** Begin DATASET **
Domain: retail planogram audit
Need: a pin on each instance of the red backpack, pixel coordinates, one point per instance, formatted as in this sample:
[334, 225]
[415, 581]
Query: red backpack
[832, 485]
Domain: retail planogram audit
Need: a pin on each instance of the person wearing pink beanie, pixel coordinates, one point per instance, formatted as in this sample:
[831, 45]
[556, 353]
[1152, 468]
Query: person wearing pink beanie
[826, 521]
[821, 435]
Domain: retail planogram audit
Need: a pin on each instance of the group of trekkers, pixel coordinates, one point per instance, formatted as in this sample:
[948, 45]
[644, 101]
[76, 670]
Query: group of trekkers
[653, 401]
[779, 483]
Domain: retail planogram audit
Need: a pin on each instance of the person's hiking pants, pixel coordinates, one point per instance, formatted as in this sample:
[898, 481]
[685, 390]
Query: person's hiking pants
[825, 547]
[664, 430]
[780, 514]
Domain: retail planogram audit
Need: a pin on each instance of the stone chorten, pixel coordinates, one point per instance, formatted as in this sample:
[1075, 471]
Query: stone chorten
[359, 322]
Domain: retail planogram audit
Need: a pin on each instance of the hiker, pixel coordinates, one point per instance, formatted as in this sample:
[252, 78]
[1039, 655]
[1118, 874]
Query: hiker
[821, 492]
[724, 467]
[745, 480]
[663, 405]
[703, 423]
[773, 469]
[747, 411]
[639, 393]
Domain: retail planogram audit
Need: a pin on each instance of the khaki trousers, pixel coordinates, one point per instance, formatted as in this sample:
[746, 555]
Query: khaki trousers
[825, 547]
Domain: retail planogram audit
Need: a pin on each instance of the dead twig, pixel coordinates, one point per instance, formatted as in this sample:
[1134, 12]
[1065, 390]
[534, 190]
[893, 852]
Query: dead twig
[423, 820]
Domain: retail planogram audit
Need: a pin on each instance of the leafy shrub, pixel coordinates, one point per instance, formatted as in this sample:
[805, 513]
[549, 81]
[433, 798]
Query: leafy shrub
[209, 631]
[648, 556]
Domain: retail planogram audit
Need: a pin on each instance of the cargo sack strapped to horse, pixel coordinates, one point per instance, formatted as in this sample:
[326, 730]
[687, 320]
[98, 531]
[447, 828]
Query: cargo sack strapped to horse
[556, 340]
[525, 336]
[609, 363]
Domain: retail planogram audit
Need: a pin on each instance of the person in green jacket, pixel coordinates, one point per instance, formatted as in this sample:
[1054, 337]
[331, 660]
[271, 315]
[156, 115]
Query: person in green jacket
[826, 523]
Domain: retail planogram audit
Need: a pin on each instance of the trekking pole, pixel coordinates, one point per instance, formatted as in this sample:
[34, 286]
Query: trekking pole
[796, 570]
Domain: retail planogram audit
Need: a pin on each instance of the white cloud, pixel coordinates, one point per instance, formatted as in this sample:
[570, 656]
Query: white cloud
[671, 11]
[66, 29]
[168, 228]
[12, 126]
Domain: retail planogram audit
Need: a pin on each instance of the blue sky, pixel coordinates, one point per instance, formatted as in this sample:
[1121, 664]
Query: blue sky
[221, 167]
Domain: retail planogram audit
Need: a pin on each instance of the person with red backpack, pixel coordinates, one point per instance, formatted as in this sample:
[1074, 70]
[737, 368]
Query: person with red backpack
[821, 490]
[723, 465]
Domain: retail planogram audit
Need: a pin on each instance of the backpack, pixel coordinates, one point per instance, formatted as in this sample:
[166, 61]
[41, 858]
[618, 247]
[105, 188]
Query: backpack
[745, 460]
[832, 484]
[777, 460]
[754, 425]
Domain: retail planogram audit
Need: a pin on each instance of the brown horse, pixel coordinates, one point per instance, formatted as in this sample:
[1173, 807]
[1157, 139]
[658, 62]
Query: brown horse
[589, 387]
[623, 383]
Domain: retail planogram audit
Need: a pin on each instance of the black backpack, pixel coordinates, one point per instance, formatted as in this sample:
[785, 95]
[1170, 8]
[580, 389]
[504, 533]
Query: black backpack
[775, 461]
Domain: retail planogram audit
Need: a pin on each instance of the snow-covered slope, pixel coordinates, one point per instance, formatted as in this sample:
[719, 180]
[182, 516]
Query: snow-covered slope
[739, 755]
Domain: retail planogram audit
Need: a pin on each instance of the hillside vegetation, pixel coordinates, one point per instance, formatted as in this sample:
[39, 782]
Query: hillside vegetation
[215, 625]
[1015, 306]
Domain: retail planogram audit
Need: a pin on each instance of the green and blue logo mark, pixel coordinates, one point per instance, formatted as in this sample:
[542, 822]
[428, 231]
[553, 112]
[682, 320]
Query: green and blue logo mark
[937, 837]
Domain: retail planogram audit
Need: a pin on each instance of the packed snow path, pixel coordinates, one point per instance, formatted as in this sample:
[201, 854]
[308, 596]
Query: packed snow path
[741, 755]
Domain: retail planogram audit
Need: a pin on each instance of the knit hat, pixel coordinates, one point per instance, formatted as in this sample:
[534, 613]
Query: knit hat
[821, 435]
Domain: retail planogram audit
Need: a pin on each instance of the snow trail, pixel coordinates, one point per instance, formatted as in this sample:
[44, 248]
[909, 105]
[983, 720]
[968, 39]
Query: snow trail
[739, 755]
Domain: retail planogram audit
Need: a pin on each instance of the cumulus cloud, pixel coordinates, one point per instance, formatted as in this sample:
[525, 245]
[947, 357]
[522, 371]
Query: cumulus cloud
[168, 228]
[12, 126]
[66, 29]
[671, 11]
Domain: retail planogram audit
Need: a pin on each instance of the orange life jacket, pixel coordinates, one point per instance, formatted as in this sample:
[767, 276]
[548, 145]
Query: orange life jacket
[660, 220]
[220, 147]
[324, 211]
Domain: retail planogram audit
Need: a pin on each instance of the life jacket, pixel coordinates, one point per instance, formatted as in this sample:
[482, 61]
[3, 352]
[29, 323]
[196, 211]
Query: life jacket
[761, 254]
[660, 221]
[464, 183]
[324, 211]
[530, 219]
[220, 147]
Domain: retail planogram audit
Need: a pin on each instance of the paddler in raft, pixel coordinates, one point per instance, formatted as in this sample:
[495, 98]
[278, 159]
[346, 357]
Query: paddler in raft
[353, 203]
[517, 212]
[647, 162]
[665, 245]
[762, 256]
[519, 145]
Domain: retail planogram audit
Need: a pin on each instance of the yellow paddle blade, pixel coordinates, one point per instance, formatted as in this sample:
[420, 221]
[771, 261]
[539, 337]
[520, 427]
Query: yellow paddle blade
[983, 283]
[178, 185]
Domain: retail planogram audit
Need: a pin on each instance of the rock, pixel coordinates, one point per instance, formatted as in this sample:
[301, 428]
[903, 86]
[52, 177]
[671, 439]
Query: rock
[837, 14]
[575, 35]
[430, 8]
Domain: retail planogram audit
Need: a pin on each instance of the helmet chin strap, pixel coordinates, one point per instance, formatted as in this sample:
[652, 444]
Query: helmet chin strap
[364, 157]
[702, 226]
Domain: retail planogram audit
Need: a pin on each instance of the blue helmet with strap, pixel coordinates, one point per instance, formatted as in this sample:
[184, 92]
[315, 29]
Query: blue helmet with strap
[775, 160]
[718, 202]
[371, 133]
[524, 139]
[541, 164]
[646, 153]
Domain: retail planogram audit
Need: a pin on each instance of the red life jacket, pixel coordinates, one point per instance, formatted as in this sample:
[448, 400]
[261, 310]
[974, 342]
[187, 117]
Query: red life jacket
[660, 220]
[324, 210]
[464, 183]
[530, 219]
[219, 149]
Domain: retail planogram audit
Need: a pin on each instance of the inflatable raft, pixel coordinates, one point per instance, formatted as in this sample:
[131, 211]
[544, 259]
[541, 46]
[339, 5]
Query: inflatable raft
** End DATASET **
Please reproduce each record precisely as written.

FINISHED TASK>
Domain: retail planogram audit
Need: a pin on each instance of the red backpack, pixel coordinates, one point per instance, formatted as in this sample:
[334, 225]
[415, 581]
Query: red backpack
[832, 485]
Domain: retail planogram audit
Need: a pin on each instance of the person wearing pink beanie, pixel coordinates, one point per instance, formatted as in this sample:
[831, 45]
[556, 353]
[1152, 468]
Query: person wearing pink beanie
[826, 521]
[821, 435]
Domain: retail planogram audit
Need: a pin on each instance of the group of trekkers, pixel coordinates, one point per instance, formatted as in this sample:
[948, 45]
[644, 101]
[76, 670]
Query: group of trekkers
[653, 401]
[779, 483]
Domain: retail planogram audit
Need: a pin on each instance of the person's hiking pants, pixel coordinates, one point per instance, formatted as in this sample:
[898, 481]
[685, 390]
Query: person's hiking pants
[825, 547]
[664, 430]
[780, 514]
Domain: retail planogram audit
Need: a pin on each instance of the stone chorten, pixel coordinates, one point per instance, formatted as in this sample:
[1075, 471]
Query: stone chorten
[359, 322]
Domain: retail planogram audit
Need: a pin on each instance of the hiker, pixel coordinates, one point per instance, formatted as in this sample:
[252, 78]
[1039, 655]
[1118, 874]
Query: hiker
[821, 492]
[724, 467]
[745, 480]
[663, 405]
[703, 423]
[773, 469]
[747, 411]
[639, 393]
Domain: retail planogram audit
Need: a pin on each instance of the khaki trousers, pixel coordinates, one point per instance, formatted as in this sample:
[746, 555]
Query: khaki trousers
[825, 547]
Domain: retail planogram audit
Need: a pin on each instance of the dead twig, pixel coordinates, one point per instance, formatted as in this sample:
[1134, 12]
[1065, 390]
[534, 190]
[893, 852]
Query: dead twig
[423, 820]
Domain: retail planogram audit
Need: a pin on each instance of the leafy shrub, pixel coordinates, one point per instance, formatted as in this sample:
[805, 513]
[549, 81]
[433, 798]
Query: leafy shrub
[209, 631]
[648, 556]
Domain: retail planogram audit
Need: a pin on each instance of the cargo sack strapped to horse, pixel coordinates, one point per instance, formatted as in this sample:
[326, 730]
[687, 320]
[98, 531]
[447, 828]
Query: cargo sack strapped to horse
[556, 340]
[525, 336]
[609, 363]
Domain: retail planogram audit
Need: a pin on each instance of the person in green jacket, pixel coordinates, one point per instance, formatted as in this sample:
[1054, 337]
[331, 660]
[271, 315]
[156, 115]
Query: person in green jacket
[826, 523]
Domain: retail planogram audit
Need: a pin on each instance of the trekking pole, pixel coordinates, one point per instance, formatted as in this sample:
[34, 286]
Query: trekking pole
[796, 570]
Domain: retail planogram audit
Need: a pin on each instance of the white cloud, pixel coordinates, one point per instance, formatted as in this sample:
[570, 656]
Query: white cloud
[671, 11]
[66, 29]
[168, 228]
[12, 126]
Domain: retail planogram audit
Need: a pin on each instance of the blue sky, pixel coordinates, one point per instance, formatted as in this sample:
[1121, 664]
Query: blue sky
[221, 167]
Domain: retail planogram audit
Need: a pin on each instance of the person with red backpack, pixel coordinates, one point per instance, formatted as in this sample:
[1074, 70]
[737, 368]
Query: person with red backpack
[821, 490]
[723, 465]
Domain: retail planogram audit
Need: a pin on each instance of the backpack, pixel coordinates, one point per instance, formatted as in this sample:
[166, 61]
[41, 858]
[618, 247]
[105, 188]
Query: backpack
[745, 460]
[832, 484]
[777, 460]
[754, 425]
Domain: retail planogram audit
Need: a pin on each instance of the brown horse, pixel coordinates, one point per instance, formatted as in this sample:
[1173, 807]
[1157, 139]
[658, 62]
Query: brown horse
[589, 387]
[623, 383]
Domain: retail planogram audit
Need: a pin on each instance of the black backpack, pixel coordinates, one point per instance, formatted as in this sample:
[785, 95]
[1170, 8]
[580, 389]
[504, 533]
Query: black backpack
[775, 461]
Domain: retail planogram audit
Need: a pin on each instance of the snow-covered slope, pixel coordinates, one point per instance, formatted as in this sample:
[719, 180]
[182, 516]
Query: snow-covered slope
[739, 755]
Domain: retail planogram audit
Need: a pin on each instance of the hillside vegetation, pixel coordinates, one point per instance, formatted as in this sample:
[39, 782]
Query: hillside vegetation
[215, 625]
[1015, 306]
Domain: retail planogram audit
Need: a pin on each instance of the green and blue logo mark, pixel coordinates, one point per instance, formatted as in this sample:
[542, 822]
[428, 231]
[553, 112]
[682, 320]
Query: green and blue logo mark
[937, 837]
Domain: retail planogram audit
Need: a pin on each instance of the packed snow path, pixel coordinates, one point per instance, formatted as in this sample:
[201, 854]
[308, 596]
Query: packed snow path
[741, 755]
Domain: retail planogram audit
Need: a pin on each instance of the knit hat, pixel coordinates, one point per instance, formatted as in this sample:
[534, 613]
Query: knit hat
[821, 435]
Domain: retail planogram audit
Need: a pin on each instance of the snow trail, pixel coordinates, one point per instance, formatted as in this sample:
[44, 248]
[909, 105]
[983, 720]
[968, 39]
Query: snow trail
[739, 755]
Domain: retail planogram audit
Need: a pin on each instance of the cumulus cloud, pixel coordinates, one point per instance, formatted as in this sample:
[525, 245]
[947, 357]
[522, 371]
Query: cumulus cloud
[168, 228]
[12, 126]
[66, 29]
[671, 11]
Domain: retail planogram audit
Need: a pin on each instance of the orange life jacket, pixel coordinates, one point per instance, formatted as in this sample:
[767, 276]
[548, 145]
Query: orange life jacket
[660, 220]
[220, 147]
[324, 211]
Domain: retail planogram audit
Need: a pin on each instance of the life jacket, pixel coordinates, one point per instance, formatted as in this sample:
[482, 61]
[3, 352]
[29, 323]
[196, 211]
Query: life jacket
[761, 254]
[660, 221]
[464, 183]
[324, 211]
[530, 219]
[220, 147]
Domain: retail planogram audit
Need: a pin on each instance of the paddler in raft, pixel coordinates, one point per instance, formatted as in this sample:
[495, 98]
[278, 159]
[346, 357]
Query: paddler in raft
[353, 203]
[517, 212]
[647, 162]
[665, 245]
[762, 256]
[519, 145]
Domain: retail planogram audit
Need: a pin on each instance of the yellow paddle blade, pixel coordinates, one point per instance, formatted as in this sample:
[420, 221]
[771, 261]
[539, 337]
[520, 427]
Query: yellow paddle blade
[983, 283]
[178, 185]
Domain: retail planogram audit
Need: a pin on each instance of the rock, pixel coordinates, one point per instance, formatted as in this sample:
[301, 428]
[903, 86]
[52, 177]
[671, 439]
Query: rock
[837, 14]
[575, 35]
[430, 8]
Domain: retail planogram audit
Need: a pin on each instance of the helmet chin strap, pixel coordinates, one point per instance, formatted as in this sample:
[652, 444]
Query: helmet chin strap
[364, 157]
[702, 226]
Domain: retail planogram audit
Need: a pin on each instance of the blue helmet with strap, pixel coordinates, one point per instance, formatted as in this sample:
[184, 92]
[315, 29]
Query: blue helmet with strap
[775, 160]
[718, 202]
[371, 133]
[524, 139]
[541, 164]
[646, 153]
Domain: retail planogram audit
Need: a pin on each instance of the red life jacket, pixel coordinates, one point per instance, formatted as in this sample:
[448, 400]
[261, 310]
[974, 342]
[187, 117]
Query: red life jacket
[660, 220]
[324, 210]
[464, 183]
[530, 219]
[219, 149]
Domain: retail planogram audit
Need: a pin on each instance of the inflatable raft, pixel coordinates, one point per instance, formatted as in this sample:
[131, 211]
[544, 259]
[541, 46]
[339, 5]
Query: inflatable raft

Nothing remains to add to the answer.